DATA FOR PROCESSING
□ □ □ □
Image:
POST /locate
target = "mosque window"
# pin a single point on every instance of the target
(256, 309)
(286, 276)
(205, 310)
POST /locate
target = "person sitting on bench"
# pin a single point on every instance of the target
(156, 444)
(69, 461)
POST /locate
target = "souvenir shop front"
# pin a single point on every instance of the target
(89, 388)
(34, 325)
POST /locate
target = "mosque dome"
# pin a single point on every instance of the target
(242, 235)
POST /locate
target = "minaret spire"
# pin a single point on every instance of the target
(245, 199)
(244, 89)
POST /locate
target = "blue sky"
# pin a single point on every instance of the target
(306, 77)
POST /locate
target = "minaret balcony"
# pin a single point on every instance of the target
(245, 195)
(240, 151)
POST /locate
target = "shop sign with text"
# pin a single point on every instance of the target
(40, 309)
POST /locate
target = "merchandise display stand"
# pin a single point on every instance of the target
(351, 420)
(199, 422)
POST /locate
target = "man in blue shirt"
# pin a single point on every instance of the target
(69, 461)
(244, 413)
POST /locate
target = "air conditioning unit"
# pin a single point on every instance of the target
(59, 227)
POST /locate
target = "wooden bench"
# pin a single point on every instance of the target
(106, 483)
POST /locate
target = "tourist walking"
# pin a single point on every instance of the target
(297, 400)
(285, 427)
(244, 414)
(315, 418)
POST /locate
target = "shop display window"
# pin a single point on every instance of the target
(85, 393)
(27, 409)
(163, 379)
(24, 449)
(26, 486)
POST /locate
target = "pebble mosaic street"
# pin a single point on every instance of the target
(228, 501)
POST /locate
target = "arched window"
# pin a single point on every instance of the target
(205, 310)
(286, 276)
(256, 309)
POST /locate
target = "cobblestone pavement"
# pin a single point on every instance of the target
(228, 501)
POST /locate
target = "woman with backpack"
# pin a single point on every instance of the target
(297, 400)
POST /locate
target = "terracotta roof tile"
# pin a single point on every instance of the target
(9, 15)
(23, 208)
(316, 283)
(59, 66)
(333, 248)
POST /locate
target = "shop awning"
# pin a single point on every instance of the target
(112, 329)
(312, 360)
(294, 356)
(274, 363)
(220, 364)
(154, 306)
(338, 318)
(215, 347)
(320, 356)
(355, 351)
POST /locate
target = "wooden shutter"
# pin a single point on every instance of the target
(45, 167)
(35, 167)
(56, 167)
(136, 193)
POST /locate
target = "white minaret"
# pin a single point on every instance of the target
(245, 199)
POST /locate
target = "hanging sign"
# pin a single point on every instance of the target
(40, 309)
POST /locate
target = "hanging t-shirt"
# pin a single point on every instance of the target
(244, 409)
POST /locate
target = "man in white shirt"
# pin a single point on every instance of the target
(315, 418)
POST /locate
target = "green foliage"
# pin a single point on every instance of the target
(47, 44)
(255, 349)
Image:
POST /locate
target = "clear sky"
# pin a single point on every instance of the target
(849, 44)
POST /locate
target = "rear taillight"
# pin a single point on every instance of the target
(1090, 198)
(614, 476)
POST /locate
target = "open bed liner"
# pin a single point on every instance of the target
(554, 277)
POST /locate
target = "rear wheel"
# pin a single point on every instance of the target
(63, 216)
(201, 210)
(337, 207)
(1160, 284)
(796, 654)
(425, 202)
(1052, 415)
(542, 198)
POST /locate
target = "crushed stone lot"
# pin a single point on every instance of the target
□ □ □ □
THE PROBLEM
Looking at the records above, which lines contain "shirt"? Copy those lines.

EXERCISE OUTPUT
target = "man in blue shirt"
target = "hanging t-shirt"
target = "man in white shirt"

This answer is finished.